### Work to be completed
Pick out and copy every line below that contains the word "dome".

## start Supplied records

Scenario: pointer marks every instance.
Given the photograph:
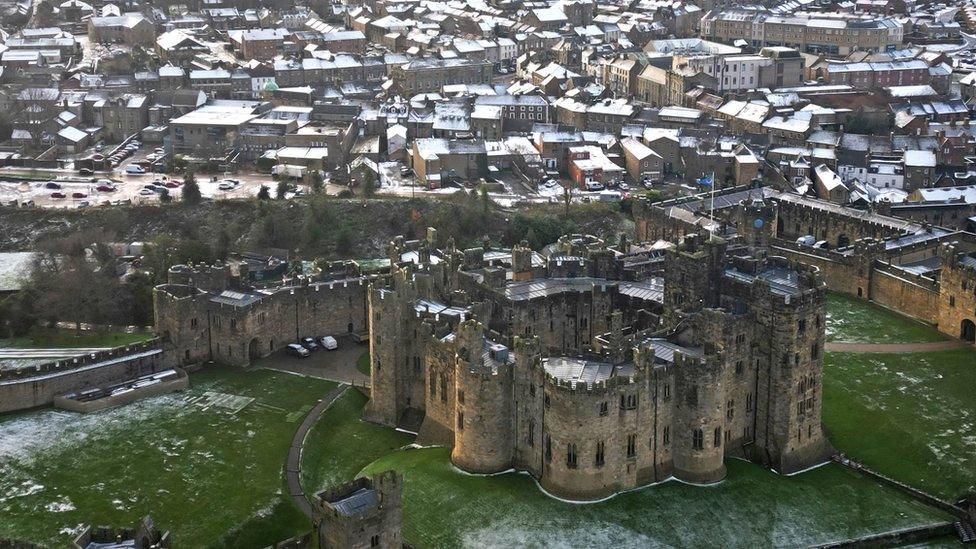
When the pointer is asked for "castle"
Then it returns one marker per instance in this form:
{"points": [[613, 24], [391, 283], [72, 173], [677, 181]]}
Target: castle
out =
{"points": [[594, 368], [594, 384]]}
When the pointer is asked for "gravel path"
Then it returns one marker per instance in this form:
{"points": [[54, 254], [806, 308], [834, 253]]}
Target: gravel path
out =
{"points": [[842, 347], [293, 464]]}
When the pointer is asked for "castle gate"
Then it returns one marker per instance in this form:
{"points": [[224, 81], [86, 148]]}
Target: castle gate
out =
{"points": [[967, 331]]}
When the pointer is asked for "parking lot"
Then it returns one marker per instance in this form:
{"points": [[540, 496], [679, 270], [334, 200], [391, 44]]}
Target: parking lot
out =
{"points": [[338, 365]]}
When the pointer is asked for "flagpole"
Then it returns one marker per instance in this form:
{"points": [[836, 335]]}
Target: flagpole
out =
{"points": [[711, 208]]}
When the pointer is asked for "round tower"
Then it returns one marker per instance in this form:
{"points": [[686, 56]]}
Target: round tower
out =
{"points": [[698, 420], [483, 425]]}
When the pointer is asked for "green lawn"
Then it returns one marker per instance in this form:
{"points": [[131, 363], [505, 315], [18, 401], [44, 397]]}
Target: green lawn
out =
{"points": [[858, 321], [910, 416], [209, 472], [362, 364], [341, 444], [753, 507], [41, 337]]}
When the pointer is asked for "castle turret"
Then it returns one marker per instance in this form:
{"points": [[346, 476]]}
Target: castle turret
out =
{"points": [[698, 419], [692, 274], [366, 512], [522, 262], [789, 433], [483, 430]]}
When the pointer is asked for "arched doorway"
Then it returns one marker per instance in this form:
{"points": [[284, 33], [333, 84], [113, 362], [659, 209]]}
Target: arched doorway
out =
{"points": [[253, 350], [967, 331]]}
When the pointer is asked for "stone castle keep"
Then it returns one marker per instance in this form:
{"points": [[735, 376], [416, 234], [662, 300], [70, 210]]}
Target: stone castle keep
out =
{"points": [[594, 384], [595, 369]]}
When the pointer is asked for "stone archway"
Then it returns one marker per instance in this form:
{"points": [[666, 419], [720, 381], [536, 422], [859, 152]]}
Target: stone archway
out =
{"points": [[967, 330], [253, 350]]}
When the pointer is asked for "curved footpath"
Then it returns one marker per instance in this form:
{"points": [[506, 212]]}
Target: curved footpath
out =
{"points": [[293, 464], [845, 347]]}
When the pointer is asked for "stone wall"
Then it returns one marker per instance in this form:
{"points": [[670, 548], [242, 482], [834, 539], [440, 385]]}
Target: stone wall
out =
{"points": [[181, 382], [31, 389], [912, 295]]}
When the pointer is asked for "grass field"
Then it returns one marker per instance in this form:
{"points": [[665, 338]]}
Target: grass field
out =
{"points": [[206, 463], [857, 321], [341, 444], [910, 416], [363, 364], [40, 337], [753, 507]]}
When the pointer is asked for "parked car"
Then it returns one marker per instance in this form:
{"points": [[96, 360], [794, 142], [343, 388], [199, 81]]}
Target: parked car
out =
{"points": [[309, 343], [297, 350]]}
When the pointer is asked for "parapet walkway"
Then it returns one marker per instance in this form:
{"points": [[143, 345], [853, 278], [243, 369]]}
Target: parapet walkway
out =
{"points": [[845, 347], [294, 463]]}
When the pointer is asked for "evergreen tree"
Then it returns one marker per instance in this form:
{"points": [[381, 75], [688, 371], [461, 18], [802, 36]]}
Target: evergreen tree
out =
{"points": [[191, 189]]}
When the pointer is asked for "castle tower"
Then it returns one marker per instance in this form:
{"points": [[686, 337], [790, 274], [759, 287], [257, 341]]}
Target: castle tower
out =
{"points": [[522, 262], [181, 320], [364, 513], [698, 419], [396, 368], [789, 435], [483, 429], [692, 274]]}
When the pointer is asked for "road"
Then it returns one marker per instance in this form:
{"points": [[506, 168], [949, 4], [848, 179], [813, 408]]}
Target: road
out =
{"points": [[293, 464]]}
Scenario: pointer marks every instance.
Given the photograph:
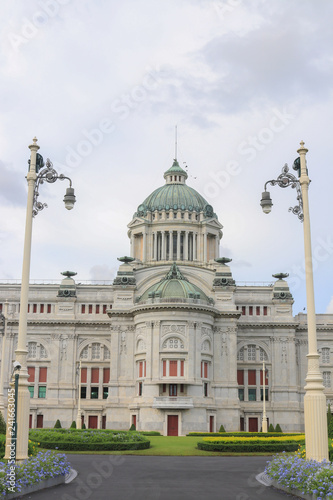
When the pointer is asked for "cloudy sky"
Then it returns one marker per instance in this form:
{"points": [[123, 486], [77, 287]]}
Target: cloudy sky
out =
{"points": [[102, 86]]}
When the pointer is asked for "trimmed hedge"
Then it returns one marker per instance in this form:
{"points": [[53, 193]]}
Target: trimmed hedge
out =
{"points": [[107, 446], [248, 447], [242, 434]]}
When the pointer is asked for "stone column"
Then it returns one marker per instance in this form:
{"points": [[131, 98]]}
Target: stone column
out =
{"points": [[144, 251], [186, 246], [163, 257], [205, 246], [178, 245], [155, 246], [217, 244]]}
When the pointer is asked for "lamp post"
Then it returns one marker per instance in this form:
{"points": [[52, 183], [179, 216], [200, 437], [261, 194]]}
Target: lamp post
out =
{"points": [[39, 172], [78, 417], [3, 327], [314, 400], [264, 417]]}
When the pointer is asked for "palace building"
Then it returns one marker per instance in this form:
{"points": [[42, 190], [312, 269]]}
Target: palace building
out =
{"points": [[174, 344]]}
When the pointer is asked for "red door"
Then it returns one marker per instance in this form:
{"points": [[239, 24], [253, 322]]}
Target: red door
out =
{"points": [[92, 422], [253, 424], [172, 425]]}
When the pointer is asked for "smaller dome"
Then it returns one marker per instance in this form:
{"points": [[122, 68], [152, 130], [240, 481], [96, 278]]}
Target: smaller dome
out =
{"points": [[174, 285]]}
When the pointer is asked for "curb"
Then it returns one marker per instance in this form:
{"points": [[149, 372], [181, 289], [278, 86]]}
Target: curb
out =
{"points": [[267, 481], [41, 485]]}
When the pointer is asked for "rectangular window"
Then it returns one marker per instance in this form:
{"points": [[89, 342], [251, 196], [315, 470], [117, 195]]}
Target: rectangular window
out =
{"points": [[94, 393], [95, 375], [262, 394], [31, 373], [252, 377], [252, 394], [173, 390], [261, 378], [42, 374], [173, 368], [42, 391], [83, 375], [240, 377], [106, 375]]}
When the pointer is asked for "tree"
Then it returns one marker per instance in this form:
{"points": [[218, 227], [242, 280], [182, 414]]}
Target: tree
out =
{"points": [[329, 415], [2, 424]]}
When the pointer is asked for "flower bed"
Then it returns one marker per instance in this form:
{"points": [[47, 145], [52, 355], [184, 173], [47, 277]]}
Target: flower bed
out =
{"points": [[240, 434], [45, 465], [307, 476], [89, 439], [257, 444]]}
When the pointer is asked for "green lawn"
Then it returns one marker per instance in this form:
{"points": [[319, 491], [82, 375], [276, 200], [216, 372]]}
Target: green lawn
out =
{"points": [[169, 446]]}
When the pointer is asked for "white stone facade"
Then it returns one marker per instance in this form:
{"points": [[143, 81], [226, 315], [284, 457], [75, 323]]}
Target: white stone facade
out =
{"points": [[171, 348]]}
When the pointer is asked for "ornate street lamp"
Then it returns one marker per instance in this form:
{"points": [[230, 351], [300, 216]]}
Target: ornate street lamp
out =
{"points": [[38, 174], [314, 400]]}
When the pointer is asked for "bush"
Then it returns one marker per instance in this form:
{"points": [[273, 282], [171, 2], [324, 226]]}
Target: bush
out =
{"points": [[241, 434], [248, 447], [2, 424], [90, 439]]}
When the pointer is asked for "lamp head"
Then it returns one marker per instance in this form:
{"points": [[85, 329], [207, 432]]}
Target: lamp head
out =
{"points": [[266, 202], [69, 198]]}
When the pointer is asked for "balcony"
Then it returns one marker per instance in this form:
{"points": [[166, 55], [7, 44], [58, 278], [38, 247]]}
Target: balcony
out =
{"points": [[173, 402]]}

## end Supplied records

### Complete output
When the pointer is asked for "smaller dome"
Target: smaller dome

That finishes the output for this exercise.